— Task statement —
Quote the Kubernetes storage passage from "Here's a common" up to and including "people up constantly.".

— Text segment —

Here's how the flow works when you create a PVC. You create a PersistentVolumeClaim that says: I need 100 gigabytes of StorageClass fast-ssd. Kubernetes checks: is there a StorageClass named fast-ssd? Yes, there is. That StorageClass invokes the CSI driver with instructions: create an EBS gp3 volume, 100 gigabytes, encrypted. The cloud provider creates the volume. That becomes a PersistentVolume. The PV binds to your PVC. Now your pod can mount it. Total time? Usually 30 to 60 seconds for dynamic provisioning.

Access Modes

There's one more concept you need to understand: access modes. There are three, but really only one matters for databases. ReadWriteOnce means a single node can mount the volume for reading and writing. This is what you use for databases. It's required for data integrity. ReadOnlyMany means multiple nodes can mount read-only. Rare, mostly for config files. ReadWriteMany means multiple nodes can mount read-write simultaneously. Also rare. This requires special storage like NFS or EFS, and it's slower.

Here's a common source of confusion. ReadWriteOnce doesn't mean one pod. It means one node. Multiple pods running on the same node can all share a ReadWriteOnce volume. But if your pods are on different nodes, ReadWriteOnce won't work. This trips people up constantly.

Real Production Example: PostgreSQL

Let's make this concrete with a real production scenario. You're deploying PostgreSQL for your e-commerce platform. You need a three-node cluster. Primary database plus two replicas for read scaling. Each instance needs 200 gigabytes of storage. SSDs for performance. Ordered startup so the primary comes up first. And all of this needs to survive pod restarts and node failures.

Here's how you'd implement this. You need three pieces. A StorageClass that defines how to provision storage. A headless Service for stable DNS. And the StatefulSet itself.

The StorageClass might look like this: name fast-ssd, provisioner ebs.csi.aws.com for AWS, parameters specify type gp3, encrypted true, and volumeBindingMode WaitForFirstConsumer. That last parameter is important. It tells Kubernetes to wait until a pod is scheduled before provisioning storage. This ensures the volume gets created in the same availability zone as the node. Otherwise you might provision a volume in zone A and schedule the pod to a node in zone B. RWO volumes are zone-specific. The pod can't reach the volume. WaitForFirstConsumer prevents this.

(Part of a data file)
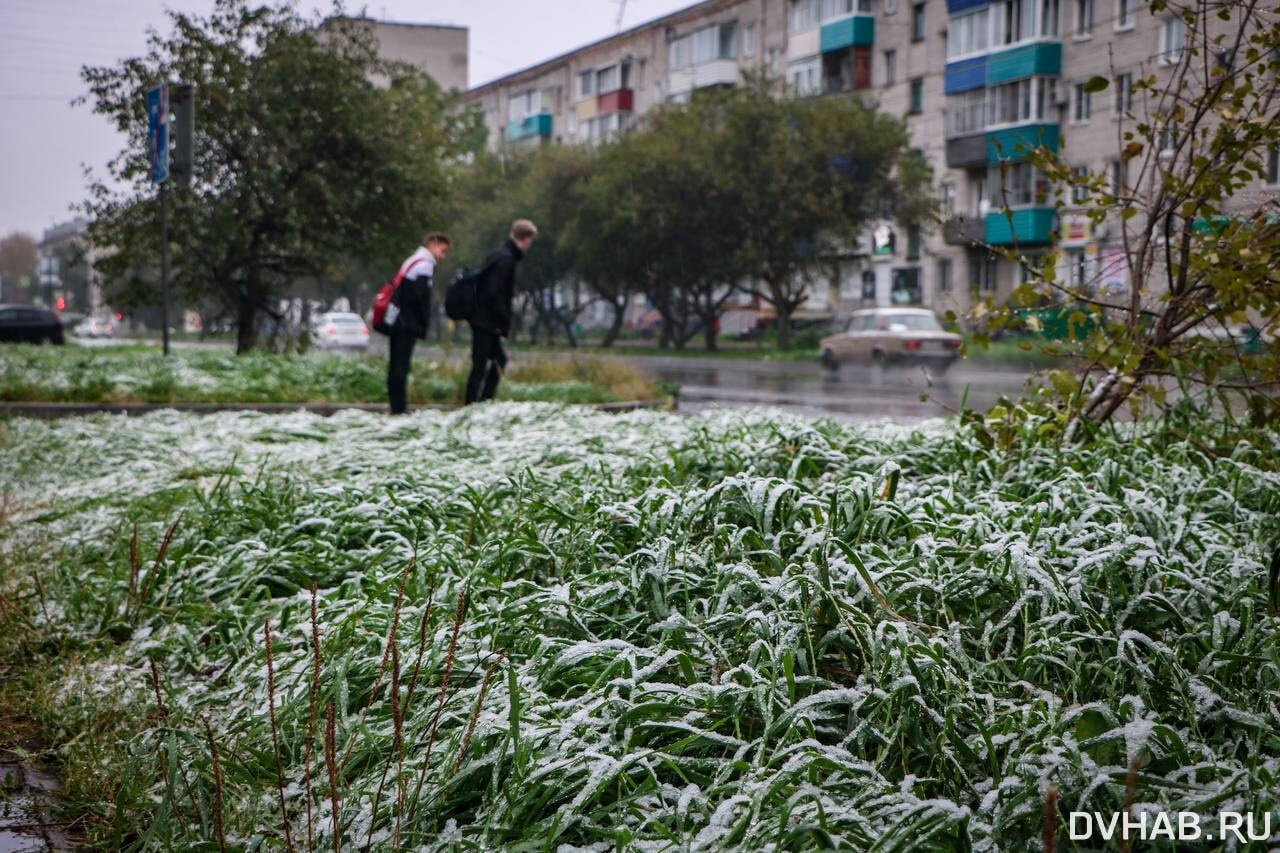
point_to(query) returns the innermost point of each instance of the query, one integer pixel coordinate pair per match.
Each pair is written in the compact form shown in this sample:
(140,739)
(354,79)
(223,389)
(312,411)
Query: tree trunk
(709,332)
(246,320)
(616,327)
(784,325)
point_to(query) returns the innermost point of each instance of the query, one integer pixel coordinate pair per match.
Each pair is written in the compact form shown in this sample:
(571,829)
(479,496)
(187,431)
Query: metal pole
(164,264)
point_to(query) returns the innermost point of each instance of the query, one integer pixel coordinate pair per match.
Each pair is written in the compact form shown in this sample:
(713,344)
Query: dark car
(30,324)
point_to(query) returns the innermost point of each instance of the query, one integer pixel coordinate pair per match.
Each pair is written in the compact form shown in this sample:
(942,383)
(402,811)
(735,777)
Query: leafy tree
(300,158)
(1198,233)
(801,177)
(17,264)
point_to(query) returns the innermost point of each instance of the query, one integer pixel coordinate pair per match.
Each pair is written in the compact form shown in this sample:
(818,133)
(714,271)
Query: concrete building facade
(978,82)
(439,50)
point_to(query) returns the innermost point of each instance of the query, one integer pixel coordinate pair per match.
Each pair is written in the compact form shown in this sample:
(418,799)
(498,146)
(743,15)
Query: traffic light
(182,133)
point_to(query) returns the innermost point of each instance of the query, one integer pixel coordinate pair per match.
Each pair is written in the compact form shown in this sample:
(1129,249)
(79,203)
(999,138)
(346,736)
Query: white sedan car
(339,331)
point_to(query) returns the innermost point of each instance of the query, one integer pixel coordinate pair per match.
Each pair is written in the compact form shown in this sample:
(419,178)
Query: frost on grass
(717,632)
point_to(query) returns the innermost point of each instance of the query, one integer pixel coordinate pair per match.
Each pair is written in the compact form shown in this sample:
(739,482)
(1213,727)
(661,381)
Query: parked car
(30,324)
(892,334)
(71,319)
(339,329)
(96,327)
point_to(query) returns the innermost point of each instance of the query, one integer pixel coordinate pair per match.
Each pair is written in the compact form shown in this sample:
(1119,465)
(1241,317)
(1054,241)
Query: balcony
(965,133)
(965,76)
(620,100)
(1029,226)
(1016,142)
(846,71)
(854,31)
(964,231)
(718,72)
(531,126)
(1040,58)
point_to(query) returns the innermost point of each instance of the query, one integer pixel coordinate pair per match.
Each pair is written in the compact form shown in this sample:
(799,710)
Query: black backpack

— Answer to this task —
Here's a common source of confusion. ReadWriteOnce doesn't mean one pod. It means one node. Multiple pods running on the same node can all share a ReadWriteOnce volume. But if your pods are on different nodes, ReadWriteOnce won't work. This trips people up constantly.